▸ What you should do
Look through the records below for the line with "58L234 159L248 123L259" and the line with "positive clicks: (327, 220)", then return those lines and all lines between, exactly.

▸ Input for this task
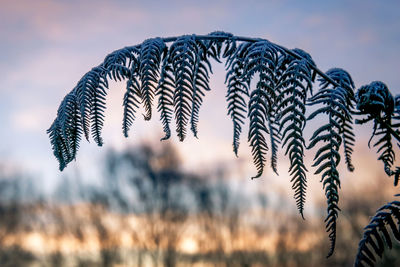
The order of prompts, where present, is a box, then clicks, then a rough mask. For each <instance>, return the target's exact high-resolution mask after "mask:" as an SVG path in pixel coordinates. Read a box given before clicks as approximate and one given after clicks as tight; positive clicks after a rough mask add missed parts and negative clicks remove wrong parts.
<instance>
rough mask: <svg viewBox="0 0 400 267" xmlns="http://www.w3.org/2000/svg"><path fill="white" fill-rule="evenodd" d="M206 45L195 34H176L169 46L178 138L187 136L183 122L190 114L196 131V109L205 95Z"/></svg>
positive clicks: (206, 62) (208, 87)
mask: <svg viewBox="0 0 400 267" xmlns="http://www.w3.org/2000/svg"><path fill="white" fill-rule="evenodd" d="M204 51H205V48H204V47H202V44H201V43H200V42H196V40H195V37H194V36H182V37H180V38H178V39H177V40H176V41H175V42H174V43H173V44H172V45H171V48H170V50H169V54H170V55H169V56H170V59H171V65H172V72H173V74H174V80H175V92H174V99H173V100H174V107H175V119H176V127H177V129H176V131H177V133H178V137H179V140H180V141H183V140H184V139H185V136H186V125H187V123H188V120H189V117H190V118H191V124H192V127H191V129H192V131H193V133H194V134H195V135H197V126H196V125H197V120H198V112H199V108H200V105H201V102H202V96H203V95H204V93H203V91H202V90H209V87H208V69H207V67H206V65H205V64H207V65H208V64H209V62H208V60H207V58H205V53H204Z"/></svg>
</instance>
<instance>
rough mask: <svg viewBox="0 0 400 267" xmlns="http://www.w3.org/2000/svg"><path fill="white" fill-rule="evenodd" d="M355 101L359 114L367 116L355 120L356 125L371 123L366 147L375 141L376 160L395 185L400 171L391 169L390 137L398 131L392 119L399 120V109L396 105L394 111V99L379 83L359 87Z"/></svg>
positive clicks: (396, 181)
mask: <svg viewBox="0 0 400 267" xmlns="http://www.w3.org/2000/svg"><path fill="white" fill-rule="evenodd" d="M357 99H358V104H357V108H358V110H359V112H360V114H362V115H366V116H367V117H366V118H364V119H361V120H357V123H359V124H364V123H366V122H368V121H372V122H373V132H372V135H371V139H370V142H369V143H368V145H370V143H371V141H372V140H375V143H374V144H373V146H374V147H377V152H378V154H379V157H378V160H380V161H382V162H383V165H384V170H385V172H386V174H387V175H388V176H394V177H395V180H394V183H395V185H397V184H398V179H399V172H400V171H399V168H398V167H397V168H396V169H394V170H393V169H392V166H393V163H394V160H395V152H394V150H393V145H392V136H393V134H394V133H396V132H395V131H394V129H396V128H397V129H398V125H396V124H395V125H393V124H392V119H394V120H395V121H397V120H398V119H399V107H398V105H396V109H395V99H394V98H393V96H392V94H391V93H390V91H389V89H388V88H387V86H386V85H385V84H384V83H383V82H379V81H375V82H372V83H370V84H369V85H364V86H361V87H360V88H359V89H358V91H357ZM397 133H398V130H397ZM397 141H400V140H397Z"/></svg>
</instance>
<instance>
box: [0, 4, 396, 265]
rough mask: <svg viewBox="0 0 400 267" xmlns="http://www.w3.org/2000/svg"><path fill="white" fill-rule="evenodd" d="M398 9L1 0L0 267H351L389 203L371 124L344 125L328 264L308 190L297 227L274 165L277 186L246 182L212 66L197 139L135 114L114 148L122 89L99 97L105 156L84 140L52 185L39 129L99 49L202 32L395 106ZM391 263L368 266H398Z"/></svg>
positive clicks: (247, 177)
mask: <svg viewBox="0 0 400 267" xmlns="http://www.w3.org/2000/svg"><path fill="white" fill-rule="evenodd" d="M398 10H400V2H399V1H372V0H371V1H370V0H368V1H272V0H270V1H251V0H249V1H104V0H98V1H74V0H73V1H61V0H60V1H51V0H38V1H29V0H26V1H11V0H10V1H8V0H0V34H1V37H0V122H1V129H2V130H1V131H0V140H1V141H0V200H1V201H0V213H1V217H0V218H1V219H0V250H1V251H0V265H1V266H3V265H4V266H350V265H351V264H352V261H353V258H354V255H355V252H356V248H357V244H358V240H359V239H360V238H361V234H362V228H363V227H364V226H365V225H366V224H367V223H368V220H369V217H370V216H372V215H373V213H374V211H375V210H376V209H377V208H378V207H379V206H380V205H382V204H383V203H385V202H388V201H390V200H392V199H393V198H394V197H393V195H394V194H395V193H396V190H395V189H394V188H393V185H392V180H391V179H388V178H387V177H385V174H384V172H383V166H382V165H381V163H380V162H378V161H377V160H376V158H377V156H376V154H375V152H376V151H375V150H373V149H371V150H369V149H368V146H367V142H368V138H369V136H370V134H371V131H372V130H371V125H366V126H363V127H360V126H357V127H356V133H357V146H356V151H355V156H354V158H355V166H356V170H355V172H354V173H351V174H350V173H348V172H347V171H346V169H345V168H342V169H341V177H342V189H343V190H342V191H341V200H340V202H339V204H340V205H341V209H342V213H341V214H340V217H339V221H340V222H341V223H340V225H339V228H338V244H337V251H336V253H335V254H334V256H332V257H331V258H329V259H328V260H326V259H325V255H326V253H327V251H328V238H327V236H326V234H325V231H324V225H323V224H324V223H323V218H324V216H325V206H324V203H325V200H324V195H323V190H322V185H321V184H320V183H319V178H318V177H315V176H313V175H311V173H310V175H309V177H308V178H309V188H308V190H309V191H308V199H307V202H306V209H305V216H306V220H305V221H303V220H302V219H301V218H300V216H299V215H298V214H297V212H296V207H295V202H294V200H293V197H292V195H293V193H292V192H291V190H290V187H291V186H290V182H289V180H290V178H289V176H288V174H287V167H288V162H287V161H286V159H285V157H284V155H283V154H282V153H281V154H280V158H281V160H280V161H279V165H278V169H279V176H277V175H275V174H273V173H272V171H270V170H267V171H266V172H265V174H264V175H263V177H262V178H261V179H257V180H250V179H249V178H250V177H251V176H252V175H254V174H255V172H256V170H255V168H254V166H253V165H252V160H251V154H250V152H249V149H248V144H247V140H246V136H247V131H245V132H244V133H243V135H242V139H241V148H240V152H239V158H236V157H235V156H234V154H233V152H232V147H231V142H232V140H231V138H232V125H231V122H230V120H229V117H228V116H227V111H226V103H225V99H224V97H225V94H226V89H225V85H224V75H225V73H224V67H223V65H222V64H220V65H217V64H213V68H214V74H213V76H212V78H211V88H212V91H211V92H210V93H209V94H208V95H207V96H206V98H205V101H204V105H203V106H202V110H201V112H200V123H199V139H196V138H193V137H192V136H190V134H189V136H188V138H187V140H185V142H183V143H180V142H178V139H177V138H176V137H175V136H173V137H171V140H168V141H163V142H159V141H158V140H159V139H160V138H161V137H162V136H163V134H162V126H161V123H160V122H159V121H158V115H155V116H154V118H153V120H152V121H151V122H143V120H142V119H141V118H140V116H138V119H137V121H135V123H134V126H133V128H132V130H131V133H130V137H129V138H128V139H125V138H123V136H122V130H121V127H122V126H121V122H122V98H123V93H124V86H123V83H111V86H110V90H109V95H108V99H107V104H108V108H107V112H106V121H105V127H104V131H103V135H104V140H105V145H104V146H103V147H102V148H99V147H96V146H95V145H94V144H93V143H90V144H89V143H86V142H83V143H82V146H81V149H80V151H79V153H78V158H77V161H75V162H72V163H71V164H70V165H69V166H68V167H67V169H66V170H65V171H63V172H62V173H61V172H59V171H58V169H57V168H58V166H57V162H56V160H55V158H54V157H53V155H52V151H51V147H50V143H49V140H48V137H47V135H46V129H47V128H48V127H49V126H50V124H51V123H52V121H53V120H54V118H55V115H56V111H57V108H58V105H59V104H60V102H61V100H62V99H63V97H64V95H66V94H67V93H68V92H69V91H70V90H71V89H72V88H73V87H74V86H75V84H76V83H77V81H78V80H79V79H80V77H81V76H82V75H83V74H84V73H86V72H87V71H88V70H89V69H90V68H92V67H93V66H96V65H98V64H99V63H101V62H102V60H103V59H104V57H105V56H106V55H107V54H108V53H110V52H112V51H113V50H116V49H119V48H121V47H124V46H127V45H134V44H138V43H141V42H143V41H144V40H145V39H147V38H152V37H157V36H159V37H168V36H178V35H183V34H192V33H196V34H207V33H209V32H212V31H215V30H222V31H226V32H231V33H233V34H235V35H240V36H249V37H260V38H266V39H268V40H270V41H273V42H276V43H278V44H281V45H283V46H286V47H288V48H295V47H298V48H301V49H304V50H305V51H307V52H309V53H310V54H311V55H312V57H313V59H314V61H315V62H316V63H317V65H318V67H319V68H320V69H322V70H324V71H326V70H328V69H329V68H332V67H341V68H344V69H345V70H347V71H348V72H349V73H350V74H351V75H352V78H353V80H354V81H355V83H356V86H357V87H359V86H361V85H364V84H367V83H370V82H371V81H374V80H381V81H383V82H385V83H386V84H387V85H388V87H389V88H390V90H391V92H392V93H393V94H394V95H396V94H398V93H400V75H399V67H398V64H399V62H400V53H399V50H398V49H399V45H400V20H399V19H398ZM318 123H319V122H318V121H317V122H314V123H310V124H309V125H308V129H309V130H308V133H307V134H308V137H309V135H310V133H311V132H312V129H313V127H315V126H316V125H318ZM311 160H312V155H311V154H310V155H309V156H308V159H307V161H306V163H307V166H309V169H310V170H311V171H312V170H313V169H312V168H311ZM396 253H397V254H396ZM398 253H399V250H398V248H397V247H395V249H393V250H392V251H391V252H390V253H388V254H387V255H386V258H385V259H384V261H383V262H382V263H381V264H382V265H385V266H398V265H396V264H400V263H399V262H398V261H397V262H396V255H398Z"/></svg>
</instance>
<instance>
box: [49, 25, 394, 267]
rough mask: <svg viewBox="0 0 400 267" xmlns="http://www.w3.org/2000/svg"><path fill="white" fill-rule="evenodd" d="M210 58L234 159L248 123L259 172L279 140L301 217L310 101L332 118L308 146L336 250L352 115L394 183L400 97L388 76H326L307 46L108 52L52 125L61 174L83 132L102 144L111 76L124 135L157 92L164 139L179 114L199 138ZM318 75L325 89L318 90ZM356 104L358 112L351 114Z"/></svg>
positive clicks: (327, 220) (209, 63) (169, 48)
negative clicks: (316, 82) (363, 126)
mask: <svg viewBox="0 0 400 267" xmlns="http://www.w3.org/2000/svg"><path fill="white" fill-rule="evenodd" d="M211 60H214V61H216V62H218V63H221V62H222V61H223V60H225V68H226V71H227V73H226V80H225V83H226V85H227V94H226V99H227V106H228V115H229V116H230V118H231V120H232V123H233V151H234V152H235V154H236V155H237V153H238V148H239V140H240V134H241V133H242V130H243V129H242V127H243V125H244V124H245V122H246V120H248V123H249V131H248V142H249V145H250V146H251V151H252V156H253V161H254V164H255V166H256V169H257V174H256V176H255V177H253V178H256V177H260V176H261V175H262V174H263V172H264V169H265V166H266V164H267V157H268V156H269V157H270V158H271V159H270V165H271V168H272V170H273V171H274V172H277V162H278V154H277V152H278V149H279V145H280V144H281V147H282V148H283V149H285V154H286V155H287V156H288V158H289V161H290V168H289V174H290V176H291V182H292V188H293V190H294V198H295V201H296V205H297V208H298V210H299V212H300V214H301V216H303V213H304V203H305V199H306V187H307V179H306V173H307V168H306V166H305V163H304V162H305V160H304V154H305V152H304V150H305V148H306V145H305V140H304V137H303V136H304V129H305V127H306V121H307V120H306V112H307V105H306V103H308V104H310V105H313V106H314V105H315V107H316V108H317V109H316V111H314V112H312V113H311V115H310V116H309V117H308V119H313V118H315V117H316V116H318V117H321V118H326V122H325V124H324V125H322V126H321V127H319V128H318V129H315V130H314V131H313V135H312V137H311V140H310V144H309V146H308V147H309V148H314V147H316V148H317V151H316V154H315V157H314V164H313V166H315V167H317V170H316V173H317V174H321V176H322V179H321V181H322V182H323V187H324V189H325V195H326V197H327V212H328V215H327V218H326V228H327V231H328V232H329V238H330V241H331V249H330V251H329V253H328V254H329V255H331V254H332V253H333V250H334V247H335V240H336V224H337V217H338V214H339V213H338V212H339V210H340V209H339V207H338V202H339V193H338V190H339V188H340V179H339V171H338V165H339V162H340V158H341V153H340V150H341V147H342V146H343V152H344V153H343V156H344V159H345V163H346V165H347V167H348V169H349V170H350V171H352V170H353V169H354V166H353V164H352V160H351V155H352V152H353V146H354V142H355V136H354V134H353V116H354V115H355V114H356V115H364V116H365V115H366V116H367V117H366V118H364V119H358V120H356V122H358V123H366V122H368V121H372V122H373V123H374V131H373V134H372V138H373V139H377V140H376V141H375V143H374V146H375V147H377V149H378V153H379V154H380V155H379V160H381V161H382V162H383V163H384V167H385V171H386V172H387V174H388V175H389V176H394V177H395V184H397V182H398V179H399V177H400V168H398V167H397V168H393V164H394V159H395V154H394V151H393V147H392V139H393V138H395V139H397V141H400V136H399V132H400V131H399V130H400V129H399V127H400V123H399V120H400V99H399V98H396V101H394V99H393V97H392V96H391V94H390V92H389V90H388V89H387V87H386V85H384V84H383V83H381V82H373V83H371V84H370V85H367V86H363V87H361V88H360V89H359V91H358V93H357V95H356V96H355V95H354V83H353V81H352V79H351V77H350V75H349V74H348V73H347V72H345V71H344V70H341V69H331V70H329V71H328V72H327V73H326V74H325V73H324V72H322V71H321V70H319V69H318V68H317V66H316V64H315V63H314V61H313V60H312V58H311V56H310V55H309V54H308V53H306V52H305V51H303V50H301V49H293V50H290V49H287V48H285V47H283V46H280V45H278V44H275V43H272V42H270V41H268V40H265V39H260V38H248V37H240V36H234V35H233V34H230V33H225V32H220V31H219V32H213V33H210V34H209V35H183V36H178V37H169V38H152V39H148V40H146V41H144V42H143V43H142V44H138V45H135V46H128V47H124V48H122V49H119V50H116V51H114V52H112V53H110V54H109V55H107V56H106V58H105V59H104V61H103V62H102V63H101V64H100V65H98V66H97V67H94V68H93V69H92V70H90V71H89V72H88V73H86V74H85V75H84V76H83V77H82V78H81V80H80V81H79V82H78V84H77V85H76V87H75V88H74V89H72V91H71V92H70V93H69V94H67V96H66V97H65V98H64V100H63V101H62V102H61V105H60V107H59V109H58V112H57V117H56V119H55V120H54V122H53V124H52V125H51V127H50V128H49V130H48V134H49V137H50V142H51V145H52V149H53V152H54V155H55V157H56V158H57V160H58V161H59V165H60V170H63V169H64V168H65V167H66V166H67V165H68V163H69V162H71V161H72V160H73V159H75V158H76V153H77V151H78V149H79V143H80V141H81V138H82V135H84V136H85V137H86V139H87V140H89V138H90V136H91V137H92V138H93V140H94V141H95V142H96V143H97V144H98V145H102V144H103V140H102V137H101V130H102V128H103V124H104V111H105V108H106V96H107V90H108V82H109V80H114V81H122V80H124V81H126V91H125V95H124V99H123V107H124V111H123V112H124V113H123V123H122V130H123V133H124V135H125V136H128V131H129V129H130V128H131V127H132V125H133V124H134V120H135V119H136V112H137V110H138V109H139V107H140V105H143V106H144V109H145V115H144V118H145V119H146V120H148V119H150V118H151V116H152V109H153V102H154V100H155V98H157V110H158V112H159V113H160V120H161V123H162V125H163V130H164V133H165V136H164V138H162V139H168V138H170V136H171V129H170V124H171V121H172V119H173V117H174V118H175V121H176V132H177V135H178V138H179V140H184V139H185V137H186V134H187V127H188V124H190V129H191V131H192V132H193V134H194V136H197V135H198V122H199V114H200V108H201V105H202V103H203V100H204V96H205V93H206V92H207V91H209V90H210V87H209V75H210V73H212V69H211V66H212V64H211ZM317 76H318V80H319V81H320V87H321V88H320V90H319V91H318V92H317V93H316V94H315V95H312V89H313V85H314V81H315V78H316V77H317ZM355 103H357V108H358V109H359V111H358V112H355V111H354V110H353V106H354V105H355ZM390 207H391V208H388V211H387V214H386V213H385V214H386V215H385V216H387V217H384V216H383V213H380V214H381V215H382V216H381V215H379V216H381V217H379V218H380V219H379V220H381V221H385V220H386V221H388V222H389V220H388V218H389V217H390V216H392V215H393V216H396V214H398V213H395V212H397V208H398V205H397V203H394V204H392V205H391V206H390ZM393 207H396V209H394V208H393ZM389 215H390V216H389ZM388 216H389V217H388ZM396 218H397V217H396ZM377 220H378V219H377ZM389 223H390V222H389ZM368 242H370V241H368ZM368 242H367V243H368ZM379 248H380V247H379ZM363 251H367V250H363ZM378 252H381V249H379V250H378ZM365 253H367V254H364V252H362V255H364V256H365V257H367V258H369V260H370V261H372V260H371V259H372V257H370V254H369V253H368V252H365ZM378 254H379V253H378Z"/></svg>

▸ Your solution
rough mask: <svg viewBox="0 0 400 267" xmlns="http://www.w3.org/2000/svg"><path fill="white" fill-rule="evenodd" d="M210 58L234 159L248 123L259 172L279 140L301 217L310 101L332 118L308 146L336 250L352 115L394 183L400 97L388 76H326L307 46L108 52L52 125L61 174L83 132L102 144L111 76L124 135L157 92L164 139L179 114L199 138ZM318 75L325 89L318 90ZM356 104L358 112L351 114Z"/></svg>
positive clicks: (327, 220) (209, 63) (169, 48)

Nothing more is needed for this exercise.